**What the task requires:**
Locate the word "queried" in the data below, then copy every line that holds it.

**Data provided:**
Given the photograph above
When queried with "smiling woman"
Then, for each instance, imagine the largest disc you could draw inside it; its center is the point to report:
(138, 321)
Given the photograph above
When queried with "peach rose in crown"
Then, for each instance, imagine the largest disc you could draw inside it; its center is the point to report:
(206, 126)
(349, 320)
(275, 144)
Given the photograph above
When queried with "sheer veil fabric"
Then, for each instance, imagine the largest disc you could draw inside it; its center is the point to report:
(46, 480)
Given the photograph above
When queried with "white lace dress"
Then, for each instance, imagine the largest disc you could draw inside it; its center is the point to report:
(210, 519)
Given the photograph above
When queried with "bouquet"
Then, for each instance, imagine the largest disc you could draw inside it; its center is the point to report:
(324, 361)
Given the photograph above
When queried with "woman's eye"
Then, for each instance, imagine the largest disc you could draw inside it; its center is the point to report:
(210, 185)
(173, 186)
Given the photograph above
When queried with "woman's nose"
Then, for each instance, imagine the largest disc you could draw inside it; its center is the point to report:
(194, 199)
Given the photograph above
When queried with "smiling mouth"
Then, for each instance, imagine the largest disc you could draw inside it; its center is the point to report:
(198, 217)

---

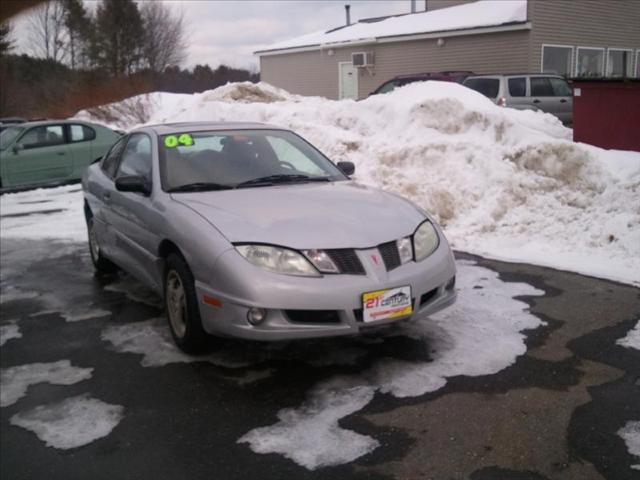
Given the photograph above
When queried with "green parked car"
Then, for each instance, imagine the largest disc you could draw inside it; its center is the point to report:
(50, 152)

**Exercise solution:**
When queried with "smiling woman"
When queried with "peach rose in crown"
When queried with "sheer veil fabric"
When queried with "white lace dress"
When queried with "bouquet"
When queried with "woman's eye"
When queried with "woman's nose"
When queried with "smiling mouth"
When queried with "green parked car"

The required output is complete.